▶ [MATERIALS PROVIDED]:
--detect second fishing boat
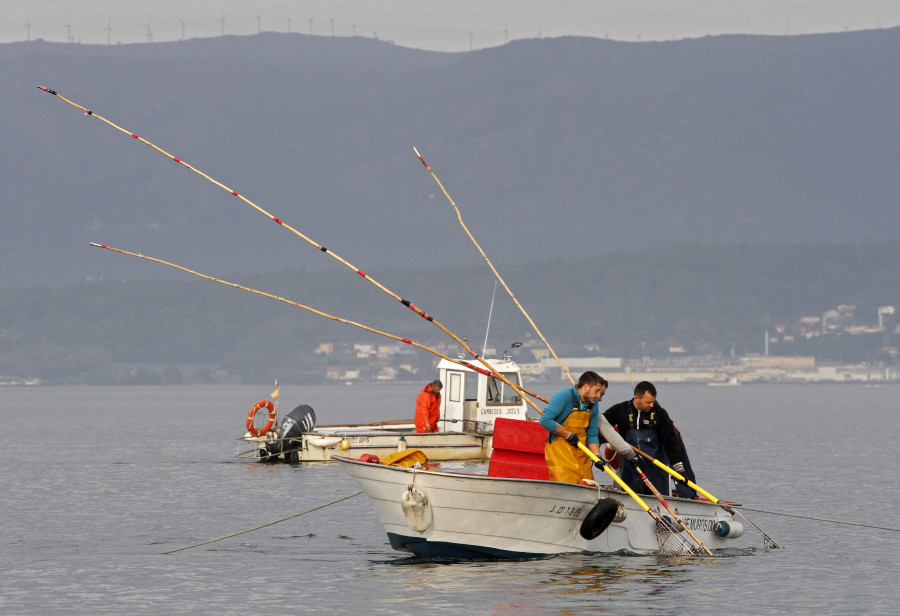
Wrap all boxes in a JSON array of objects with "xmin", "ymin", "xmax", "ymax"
[{"xmin": 237, "ymin": 354, "xmax": 531, "ymax": 463}]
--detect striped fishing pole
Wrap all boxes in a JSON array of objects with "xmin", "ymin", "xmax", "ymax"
[
  {"xmin": 37, "ymin": 86, "xmax": 543, "ymax": 411},
  {"xmin": 412, "ymin": 146, "xmax": 576, "ymax": 386},
  {"xmin": 89, "ymin": 242, "xmax": 541, "ymax": 389}
]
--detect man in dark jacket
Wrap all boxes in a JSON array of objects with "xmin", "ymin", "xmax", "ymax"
[{"xmin": 603, "ymin": 381, "xmax": 697, "ymax": 498}]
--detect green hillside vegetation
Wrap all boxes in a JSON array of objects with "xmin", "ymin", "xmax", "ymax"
[{"xmin": 1, "ymin": 241, "xmax": 898, "ymax": 384}]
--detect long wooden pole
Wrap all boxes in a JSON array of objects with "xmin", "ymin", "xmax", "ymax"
[
  {"xmin": 88, "ymin": 242, "xmax": 548, "ymax": 407},
  {"xmin": 38, "ymin": 86, "xmax": 540, "ymax": 413},
  {"xmin": 412, "ymin": 146, "xmax": 575, "ymax": 386}
]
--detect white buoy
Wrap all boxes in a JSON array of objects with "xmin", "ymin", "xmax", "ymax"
[{"xmin": 401, "ymin": 484, "xmax": 432, "ymax": 533}]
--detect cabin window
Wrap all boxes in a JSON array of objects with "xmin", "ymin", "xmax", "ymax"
[
  {"xmin": 448, "ymin": 372, "xmax": 463, "ymax": 403},
  {"xmin": 487, "ymin": 372, "xmax": 522, "ymax": 405},
  {"xmin": 486, "ymin": 377, "xmax": 500, "ymax": 403}
]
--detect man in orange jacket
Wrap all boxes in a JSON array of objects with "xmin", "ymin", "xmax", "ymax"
[{"xmin": 414, "ymin": 379, "xmax": 443, "ymax": 433}]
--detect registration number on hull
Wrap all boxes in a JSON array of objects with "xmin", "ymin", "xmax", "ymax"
[{"xmin": 548, "ymin": 503, "xmax": 584, "ymax": 518}]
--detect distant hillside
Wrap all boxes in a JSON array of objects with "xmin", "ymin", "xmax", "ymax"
[
  {"xmin": 2, "ymin": 29, "xmax": 899, "ymax": 288},
  {"xmin": 1, "ymin": 241, "xmax": 897, "ymax": 384}
]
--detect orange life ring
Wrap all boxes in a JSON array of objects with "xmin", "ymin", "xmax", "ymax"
[
  {"xmin": 246, "ymin": 400, "xmax": 276, "ymax": 436},
  {"xmin": 600, "ymin": 444, "xmax": 621, "ymax": 471}
]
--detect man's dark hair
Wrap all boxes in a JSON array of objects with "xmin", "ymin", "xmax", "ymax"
[
  {"xmin": 431, "ymin": 379, "xmax": 443, "ymax": 389},
  {"xmin": 633, "ymin": 381, "xmax": 657, "ymax": 397},
  {"xmin": 577, "ymin": 371, "xmax": 609, "ymax": 388}
]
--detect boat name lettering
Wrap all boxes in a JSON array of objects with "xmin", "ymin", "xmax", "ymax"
[
  {"xmin": 548, "ymin": 503, "xmax": 584, "ymax": 517},
  {"xmin": 348, "ymin": 436, "xmax": 370, "ymax": 444},
  {"xmin": 481, "ymin": 408, "xmax": 502, "ymax": 415},
  {"xmin": 679, "ymin": 516, "xmax": 716, "ymax": 532}
]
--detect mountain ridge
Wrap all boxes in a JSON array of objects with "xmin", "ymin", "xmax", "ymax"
[{"xmin": 4, "ymin": 29, "xmax": 899, "ymax": 288}]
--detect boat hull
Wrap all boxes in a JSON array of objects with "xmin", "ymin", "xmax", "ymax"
[{"xmin": 335, "ymin": 455, "xmax": 739, "ymax": 558}]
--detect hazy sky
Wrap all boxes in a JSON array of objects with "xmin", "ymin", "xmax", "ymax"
[{"xmin": 6, "ymin": 1, "xmax": 899, "ymax": 51}]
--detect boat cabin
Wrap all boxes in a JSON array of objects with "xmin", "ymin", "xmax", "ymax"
[{"xmin": 436, "ymin": 357, "xmax": 529, "ymax": 433}]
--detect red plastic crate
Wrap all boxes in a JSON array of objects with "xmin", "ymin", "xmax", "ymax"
[
  {"xmin": 491, "ymin": 417, "xmax": 547, "ymax": 454},
  {"xmin": 487, "ymin": 448, "xmax": 550, "ymax": 480}
]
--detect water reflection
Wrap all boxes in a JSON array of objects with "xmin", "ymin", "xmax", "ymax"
[{"xmin": 367, "ymin": 550, "xmax": 755, "ymax": 614}]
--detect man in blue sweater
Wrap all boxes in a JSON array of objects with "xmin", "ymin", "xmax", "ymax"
[{"xmin": 539, "ymin": 371, "xmax": 638, "ymax": 483}]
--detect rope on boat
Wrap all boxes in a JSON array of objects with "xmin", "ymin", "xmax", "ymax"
[
  {"xmin": 162, "ymin": 491, "xmax": 363, "ymax": 554},
  {"xmin": 738, "ymin": 506, "xmax": 900, "ymax": 532}
]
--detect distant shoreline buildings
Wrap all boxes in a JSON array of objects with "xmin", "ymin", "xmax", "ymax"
[{"xmin": 521, "ymin": 354, "xmax": 894, "ymax": 385}]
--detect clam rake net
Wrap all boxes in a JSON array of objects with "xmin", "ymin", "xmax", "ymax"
[{"xmin": 655, "ymin": 516, "xmax": 703, "ymax": 556}]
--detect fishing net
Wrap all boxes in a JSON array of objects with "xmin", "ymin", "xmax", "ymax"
[
  {"xmin": 630, "ymin": 464, "xmax": 705, "ymax": 555},
  {"xmin": 654, "ymin": 515, "xmax": 701, "ymax": 556}
]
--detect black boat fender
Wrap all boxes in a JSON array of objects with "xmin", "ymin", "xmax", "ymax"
[{"xmin": 579, "ymin": 497, "xmax": 620, "ymax": 540}]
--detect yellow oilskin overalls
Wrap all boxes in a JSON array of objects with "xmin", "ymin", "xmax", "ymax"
[{"xmin": 544, "ymin": 407, "xmax": 593, "ymax": 483}]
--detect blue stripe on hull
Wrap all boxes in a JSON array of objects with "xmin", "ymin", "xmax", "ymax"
[{"xmin": 386, "ymin": 532, "xmax": 550, "ymax": 560}]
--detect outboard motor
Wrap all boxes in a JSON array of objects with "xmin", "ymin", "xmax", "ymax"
[{"xmin": 263, "ymin": 404, "xmax": 317, "ymax": 464}]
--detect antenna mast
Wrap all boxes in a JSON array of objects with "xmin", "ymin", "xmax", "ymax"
[{"xmin": 482, "ymin": 280, "xmax": 498, "ymax": 357}]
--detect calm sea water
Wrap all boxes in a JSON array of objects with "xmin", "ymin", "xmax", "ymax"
[{"xmin": 1, "ymin": 382, "xmax": 898, "ymax": 615}]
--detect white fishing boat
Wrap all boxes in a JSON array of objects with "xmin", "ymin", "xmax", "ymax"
[
  {"xmin": 334, "ymin": 418, "xmax": 747, "ymax": 558},
  {"xmin": 40, "ymin": 90, "xmax": 774, "ymax": 558},
  {"xmin": 237, "ymin": 356, "xmax": 530, "ymax": 463}
]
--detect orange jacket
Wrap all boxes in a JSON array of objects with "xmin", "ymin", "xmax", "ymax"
[{"xmin": 414, "ymin": 383, "xmax": 442, "ymax": 433}]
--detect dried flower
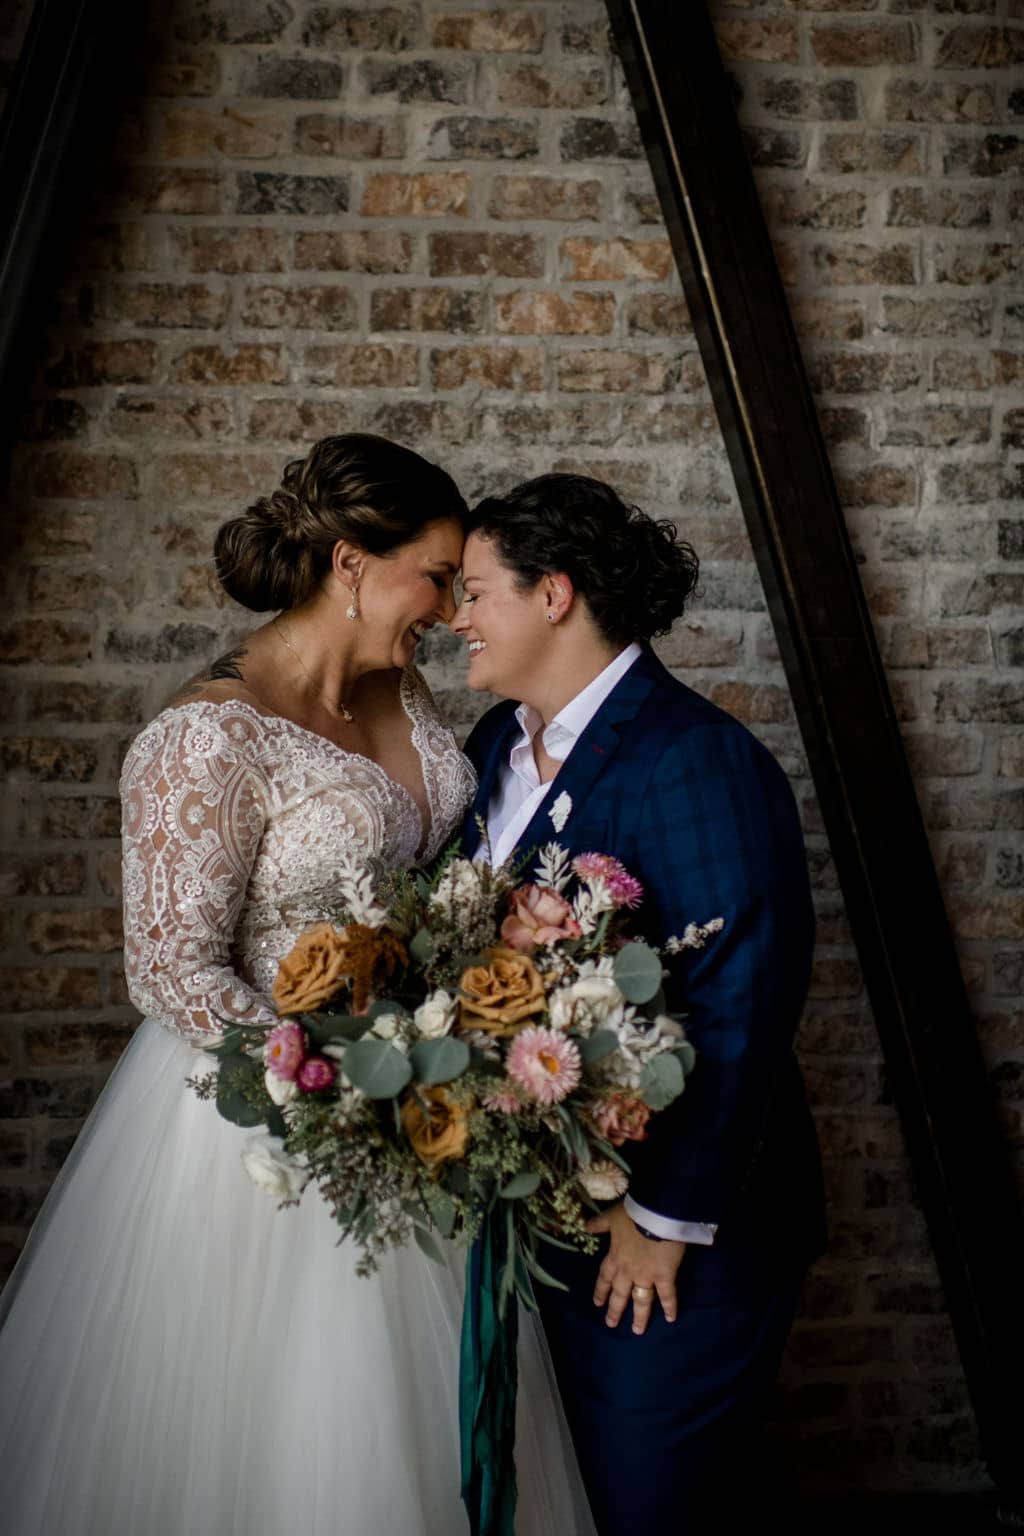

▶ [EXERCISE DIRECTIONS]:
Repeat each entry exactly. Pictures do not belong in the copy.

▶ [EXERCISE RESPONSE]:
--detect second fishing boat
Wrap all boxes in a JSON array of objects with "xmin", "ymin", "xmax", "ymax"
[{"xmin": 237, "ymin": 354, "xmax": 531, "ymax": 463}]
--detect striped fishing pole
Wrap all boxes in a JSON array of objects with "xmin", "ymin", "xmax", "ymax"
[
  {"xmin": 37, "ymin": 86, "xmax": 543, "ymax": 411},
  {"xmin": 412, "ymin": 146, "xmax": 576, "ymax": 386},
  {"xmin": 89, "ymin": 242, "xmax": 541, "ymax": 389}
]
--detect man in dark jacket
Wrap all boxes in a JSON array of objects with "xmin", "ymin", "xmax", "ymax"
[{"xmin": 603, "ymin": 381, "xmax": 697, "ymax": 498}]
--detect green hillside vegetation
Wrap all boxes in a JSON array of objects with "xmin", "ymin", "xmax", "ymax"
[{"xmin": 1, "ymin": 241, "xmax": 898, "ymax": 384}]
--detect long wooden pole
Wrap all boxes in a JSON array of objects with "xmin", "ymin", "xmax", "ymax"
[
  {"xmin": 88, "ymin": 242, "xmax": 548, "ymax": 407},
  {"xmin": 38, "ymin": 86, "xmax": 540, "ymax": 413},
  {"xmin": 412, "ymin": 146, "xmax": 575, "ymax": 386}
]
--detect white buoy
Wrap all boxes in a JSON array of objects with "xmin", "ymin", "xmax", "ymax"
[{"xmin": 401, "ymin": 484, "xmax": 432, "ymax": 533}]
--detect cabin window
Wrap all boxes in a JSON array of objects with "xmin", "ymin", "xmax", "ymax"
[
  {"xmin": 448, "ymin": 372, "xmax": 463, "ymax": 403},
  {"xmin": 487, "ymin": 372, "xmax": 522, "ymax": 405},
  {"xmin": 486, "ymin": 377, "xmax": 500, "ymax": 403}
]
--detect man in orange jacket
Wrap all boxes in a JSON array of objects with "xmin", "ymin", "xmax", "ymax"
[{"xmin": 414, "ymin": 379, "xmax": 443, "ymax": 433}]
--detect registration number on hull
Wrap all boxes in a JSON array of objects with "xmin", "ymin", "xmax", "ymax"
[{"xmin": 548, "ymin": 503, "xmax": 584, "ymax": 518}]
--detect distant hillside
Wrap all boxes in a JSON array of objects with "xmin", "ymin", "xmax", "ymax"
[
  {"xmin": 2, "ymin": 29, "xmax": 899, "ymax": 288},
  {"xmin": 1, "ymin": 241, "xmax": 897, "ymax": 384}
]
--detect orange life ring
Wrap all boxes in a JSON array of objects with "xmin", "ymin", "xmax", "ymax"
[
  {"xmin": 246, "ymin": 400, "xmax": 276, "ymax": 436},
  {"xmin": 600, "ymin": 444, "xmax": 621, "ymax": 471}
]
--detect man's dark hair
Wrap all boxes in a JSON array of objects with "xmin", "ymin", "xmax", "ymax"
[
  {"xmin": 431, "ymin": 379, "xmax": 443, "ymax": 389},
  {"xmin": 633, "ymin": 381, "xmax": 657, "ymax": 397},
  {"xmin": 577, "ymin": 371, "xmax": 609, "ymax": 388}
]
--detect boat name lettering
Wrap all boxes in a JSON array of objects with "xmin", "ymin", "xmax", "ymax"
[
  {"xmin": 548, "ymin": 503, "xmax": 584, "ymax": 517},
  {"xmin": 348, "ymin": 436, "xmax": 370, "ymax": 444},
  {"xmin": 481, "ymin": 408, "xmax": 502, "ymax": 415},
  {"xmin": 679, "ymin": 516, "xmax": 716, "ymax": 532}
]
--detect mountain ridge
Wrap all boxes in a JSON array of objects with "xmin", "ymin", "xmax", "ymax"
[{"xmin": 4, "ymin": 29, "xmax": 899, "ymax": 288}]
--detect boat hull
Wrap all boxes in a JSON array of objects with "xmin", "ymin", "xmax", "ymax"
[{"xmin": 335, "ymin": 455, "xmax": 739, "ymax": 558}]
--detect hazy sky
Wrap all boxes in a JSON array of objects with "xmin", "ymin", "xmax", "ymax"
[{"xmin": 6, "ymin": 1, "xmax": 899, "ymax": 51}]
--detect boat cabin
Wrap all boxes in a JSON array of objects with "xmin", "ymin", "xmax", "ymax"
[{"xmin": 436, "ymin": 357, "xmax": 529, "ymax": 433}]
--detect red plastic crate
Wrap all boxes in a JSON array of objects with "xmin", "ymin", "xmax", "ymax"
[
  {"xmin": 491, "ymin": 417, "xmax": 547, "ymax": 454},
  {"xmin": 487, "ymin": 448, "xmax": 550, "ymax": 480}
]
--detect water reflection
Wrap all boxes in a JSON array of objects with "xmin", "ymin", "xmax", "ymax"
[{"xmin": 367, "ymin": 550, "xmax": 755, "ymax": 614}]
--detect man in blue sweater
Wrap all boxes in a JSON array of objects with "xmin", "ymin", "xmax", "ymax"
[{"xmin": 539, "ymin": 371, "xmax": 638, "ymax": 483}]
--detect rope on boat
Wrap all boxes in a JSON array of objects with "xmin", "ymin", "xmax", "ymax"
[
  {"xmin": 162, "ymin": 491, "xmax": 363, "ymax": 554},
  {"xmin": 738, "ymin": 506, "xmax": 900, "ymax": 532}
]
--detect distant shoreline buildings
Wrap all boxes in a JSON array of objects with "xmin", "ymin", "xmax", "ymax"
[{"xmin": 521, "ymin": 354, "xmax": 894, "ymax": 385}]
--detect clam rake net
Wrap all boxes in a JSON array of objects with "xmin", "ymin", "xmax", "ymax"
[{"xmin": 655, "ymin": 516, "xmax": 703, "ymax": 556}]
--detect fishing net
Wrap all boxes in a JSON array of objects with "xmin", "ymin", "xmax", "ymax"
[
  {"xmin": 630, "ymin": 464, "xmax": 705, "ymax": 555},
  {"xmin": 654, "ymin": 515, "xmax": 701, "ymax": 556}
]
--detect black boat fender
Wrap all boxes in a JSON array of objects with "xmin", "ymin", "xmax", "ymax"
[{"xmin": 579, "ymin": 497, "xmax": 620, "ymax": 540}]
--detect yellow oilskin overalls
Wrap all boxes in a JSON array of objects with "xmin", "ymin", "xmax", "ymax"
[{"xmin": 544, "ymin": 407, "xmax": 593, "ymax": 483}]
--detect blue stripe on hull
Wrap all boxes in a JSON array of objects with "xmin", "ymin", "xmax", "ymax"
[{"xmin": 386, "ymin": 532, "xmax": 550, "ymax": 560}]
--detect outboard motor
Wrap all boxes in a JSON array of objects with "xmin", "ymin", "xmax", "ymax"
[{"xmin": 263, "ymin": 404, "xmax": 317, "ymax": 464}]
--detect antenna mast
Wrap all boxes in a JSON array of objects with "xmin", "ymin", "xmax", "ymax"
[{"xmin": 482, "ymin": 280, "xmax": 498, "ymax": 357}]
--detect calm sea water
Wrap all boxes in a JSON array of objects with "xmin", "ymin", "xmax", "ymax"
[{"xmin": 1, "ymin": 382, "xmax": 898, "ymax": 615}]
--detect white fishing boat
Wrap all boxes in a JSON array of objects with "xmin", "ymin", "xmax", "ymax"
[
  {"xmin": 334, "ymin": 418, "xmax": 747, "ymax": 558},
  {"xmin": 40, "ymin": 90, "xmax": 774, "ymax": 558},
  {"xmin": 237, "ymin": 356, "xmax": 530, "ymax": 463}
]
--detect orange jacket
Wrap all boxes in a JSON array of objects with "xmin", "ymin", "xmax", "ymax"
[{"xmin": 414, "ymin": 383, "xmax": 442, "ymax": 433}]
--detect dried flower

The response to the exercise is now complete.